Soal a: Menurut kutipan pilihan, sejak tanggal berapa larangan ekspor CPO dan turunannya berlaku?

Kutipan Pilihan:
################
PANGKALAN KERINCI – Asosiasi Petani Kelapa Sawit Indonesia (Apkasindo) Kabupaten Pelalawan, Riau menggelar aksi sebagai bentuk keprihatinan petani kelapa sawit saat ini.

Mereka menyampaikan keprihatinannya kepada Pemerintah Kabupaten (Pemkab) Pelalawan, terkait dampak dari larangan ekspor Crude Palm Oil (CPO) dan turunannya.

Kondisi tersebut berdampak langsung terhadap anjloknya harga beli tandan buah segar (TBS) petani kelapa sawit oleh Pabrik Kelapa Sawit (PKS).

Mewakili Apkasindo Pelalawan, Rahmadsyah Rangkuti menyampaikan kondisi itu kepada Pemkab Pelalawan melalui Sekretaris Daerah (Sekda) Kabupaten Pelalawan, T Mukhlis di kantor Bupati Pelalawan, kemarin.

"Kami menyampaikan keprihatinan petani kelapa sawit Indonesia. Harga TBS sawit saat ini tidak sesuai dengan harga penetapan pemerintah," katanya.

Menurutnya, harga TBS kelapa sawit anjlok antara 40 hingga 70 persen dari harga penetapan pemerintah dan tidak diterima pabrik karena alasan penyimpanan CPO penuh.

"Kondisi ini terjadi merata sejak adanya larangan ekspor CPO dan turunannya , sejak tanggal 28 April 2022," ujar perwakilan Apkasindo.
################
Isi Data:

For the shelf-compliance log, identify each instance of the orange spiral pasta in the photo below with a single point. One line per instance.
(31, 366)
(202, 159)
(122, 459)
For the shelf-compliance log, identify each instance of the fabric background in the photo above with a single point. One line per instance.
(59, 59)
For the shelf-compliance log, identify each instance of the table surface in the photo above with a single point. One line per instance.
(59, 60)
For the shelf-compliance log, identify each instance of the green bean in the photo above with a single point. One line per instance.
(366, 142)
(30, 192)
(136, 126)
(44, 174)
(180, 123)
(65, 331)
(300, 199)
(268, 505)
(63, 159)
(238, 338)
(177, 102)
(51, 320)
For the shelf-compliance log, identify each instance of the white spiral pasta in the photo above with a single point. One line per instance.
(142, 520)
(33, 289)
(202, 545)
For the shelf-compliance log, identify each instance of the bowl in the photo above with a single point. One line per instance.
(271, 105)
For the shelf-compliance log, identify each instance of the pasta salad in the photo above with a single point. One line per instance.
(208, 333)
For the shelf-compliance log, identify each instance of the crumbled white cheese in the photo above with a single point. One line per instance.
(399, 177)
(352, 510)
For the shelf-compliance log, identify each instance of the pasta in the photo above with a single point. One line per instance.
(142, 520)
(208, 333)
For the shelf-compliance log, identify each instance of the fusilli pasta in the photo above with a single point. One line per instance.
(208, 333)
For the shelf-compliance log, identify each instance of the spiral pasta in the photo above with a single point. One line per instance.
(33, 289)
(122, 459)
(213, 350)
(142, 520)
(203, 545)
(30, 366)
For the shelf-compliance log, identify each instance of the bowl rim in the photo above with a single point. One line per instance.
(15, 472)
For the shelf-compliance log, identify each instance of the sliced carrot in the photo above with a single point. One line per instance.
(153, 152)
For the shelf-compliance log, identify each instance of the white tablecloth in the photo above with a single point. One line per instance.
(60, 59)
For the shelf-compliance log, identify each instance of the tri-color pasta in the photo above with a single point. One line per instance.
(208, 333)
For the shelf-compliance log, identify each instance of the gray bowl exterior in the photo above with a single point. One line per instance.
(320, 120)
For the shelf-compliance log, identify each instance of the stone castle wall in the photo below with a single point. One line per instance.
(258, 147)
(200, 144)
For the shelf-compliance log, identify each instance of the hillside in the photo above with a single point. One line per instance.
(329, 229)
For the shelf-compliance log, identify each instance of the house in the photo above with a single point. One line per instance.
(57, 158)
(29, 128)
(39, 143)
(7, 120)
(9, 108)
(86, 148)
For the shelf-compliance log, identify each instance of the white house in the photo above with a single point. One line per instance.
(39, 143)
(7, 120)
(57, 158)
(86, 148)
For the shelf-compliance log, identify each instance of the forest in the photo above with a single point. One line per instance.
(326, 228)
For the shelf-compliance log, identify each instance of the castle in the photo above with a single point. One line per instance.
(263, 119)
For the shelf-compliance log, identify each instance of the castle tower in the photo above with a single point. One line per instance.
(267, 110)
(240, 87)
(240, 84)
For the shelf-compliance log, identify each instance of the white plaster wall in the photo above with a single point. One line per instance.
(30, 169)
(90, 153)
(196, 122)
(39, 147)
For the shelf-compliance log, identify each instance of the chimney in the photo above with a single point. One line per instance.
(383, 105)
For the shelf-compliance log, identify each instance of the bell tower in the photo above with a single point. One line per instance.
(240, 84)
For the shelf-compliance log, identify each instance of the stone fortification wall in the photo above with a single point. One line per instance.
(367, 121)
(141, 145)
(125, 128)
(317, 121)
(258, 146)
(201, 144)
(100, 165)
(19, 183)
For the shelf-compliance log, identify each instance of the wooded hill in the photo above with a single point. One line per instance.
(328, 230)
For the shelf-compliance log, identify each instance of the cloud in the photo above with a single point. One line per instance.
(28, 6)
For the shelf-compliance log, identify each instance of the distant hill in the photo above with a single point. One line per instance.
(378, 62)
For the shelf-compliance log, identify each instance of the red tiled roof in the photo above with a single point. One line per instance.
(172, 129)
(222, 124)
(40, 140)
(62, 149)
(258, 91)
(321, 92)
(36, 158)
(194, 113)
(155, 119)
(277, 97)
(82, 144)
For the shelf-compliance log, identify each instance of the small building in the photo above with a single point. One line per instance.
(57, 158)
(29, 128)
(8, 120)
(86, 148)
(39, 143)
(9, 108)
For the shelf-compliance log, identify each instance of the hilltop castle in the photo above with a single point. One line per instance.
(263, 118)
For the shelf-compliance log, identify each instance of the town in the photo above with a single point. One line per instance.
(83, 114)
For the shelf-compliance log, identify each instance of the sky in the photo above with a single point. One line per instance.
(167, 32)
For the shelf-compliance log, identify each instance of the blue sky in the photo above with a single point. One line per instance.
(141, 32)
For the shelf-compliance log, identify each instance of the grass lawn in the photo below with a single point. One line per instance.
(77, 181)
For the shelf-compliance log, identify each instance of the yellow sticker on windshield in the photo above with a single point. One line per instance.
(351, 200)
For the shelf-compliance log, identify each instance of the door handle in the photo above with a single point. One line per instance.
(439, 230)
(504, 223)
################
Soal b: Cari semua baris data yang mengandung kata "house", lalu salin baris-baris itu. Huruf besar dan huruf kecil dibedakan.

Jawaban Benar a: Sejak 28 April 2022.

Jawaban Benar b:
For the shelf-compliance log, identify each instance of the house in the photo above with a single point. One line per instance.
For the shelf-compliance log, identify each instance of the white house in the photo above with a single point. One line per instance.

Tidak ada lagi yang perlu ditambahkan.